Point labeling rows
------------------------------
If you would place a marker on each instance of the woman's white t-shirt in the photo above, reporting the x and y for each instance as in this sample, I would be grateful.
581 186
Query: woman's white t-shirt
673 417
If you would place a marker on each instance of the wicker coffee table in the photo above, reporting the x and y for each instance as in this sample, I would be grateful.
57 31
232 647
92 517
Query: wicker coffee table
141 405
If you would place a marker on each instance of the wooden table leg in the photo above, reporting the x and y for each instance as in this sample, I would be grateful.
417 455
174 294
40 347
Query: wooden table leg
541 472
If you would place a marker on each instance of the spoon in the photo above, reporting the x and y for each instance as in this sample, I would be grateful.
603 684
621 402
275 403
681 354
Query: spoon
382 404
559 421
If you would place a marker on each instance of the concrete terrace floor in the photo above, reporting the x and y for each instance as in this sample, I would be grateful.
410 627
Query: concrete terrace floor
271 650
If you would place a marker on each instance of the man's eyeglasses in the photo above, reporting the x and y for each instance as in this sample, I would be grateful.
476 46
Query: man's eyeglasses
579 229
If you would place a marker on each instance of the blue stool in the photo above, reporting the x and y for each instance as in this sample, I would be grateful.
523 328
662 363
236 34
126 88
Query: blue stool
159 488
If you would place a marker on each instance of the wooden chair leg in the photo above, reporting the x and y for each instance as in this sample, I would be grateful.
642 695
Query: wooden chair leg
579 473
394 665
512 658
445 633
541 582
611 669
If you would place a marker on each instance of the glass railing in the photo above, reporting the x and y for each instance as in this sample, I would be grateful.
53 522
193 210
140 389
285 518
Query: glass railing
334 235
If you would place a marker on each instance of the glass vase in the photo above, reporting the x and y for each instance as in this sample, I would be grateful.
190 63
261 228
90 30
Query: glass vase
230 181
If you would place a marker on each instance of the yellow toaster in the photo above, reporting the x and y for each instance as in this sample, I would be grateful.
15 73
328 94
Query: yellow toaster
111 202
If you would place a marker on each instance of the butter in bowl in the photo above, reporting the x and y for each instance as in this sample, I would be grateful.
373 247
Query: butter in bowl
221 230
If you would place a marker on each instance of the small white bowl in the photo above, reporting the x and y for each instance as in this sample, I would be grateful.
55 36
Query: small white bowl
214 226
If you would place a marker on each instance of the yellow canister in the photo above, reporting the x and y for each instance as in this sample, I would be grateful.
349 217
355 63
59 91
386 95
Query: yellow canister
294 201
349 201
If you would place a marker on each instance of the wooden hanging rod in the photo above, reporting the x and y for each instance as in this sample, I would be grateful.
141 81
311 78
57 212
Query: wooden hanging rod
------------------------------
--- OBJECTIVE ---
Please arrange everything from the line containing "the yellow canister" down to the end of the rows as a JSON list of strings, with one string per line and blank lines left out.

--- FULL SOLUTION ---
[
  "If you would place a marker on each instance of the yellow canister in the photo above, reporting the x and y for each instance as in this sample, I would be grateful.",
  "349 217",
  "355 63",
  "59 91",
  "386 95",
  "Query: yellow canister",
  "294 201",
  "349 201",
  "If you would place a marker on each instance of the wooden hanging rod in the photo above, reporting the x and y for each instance as in this sample, I would be grateful.",
  "141 81",
  "311 78",
  "57 212",
  "Query: wooden hanging rod"
]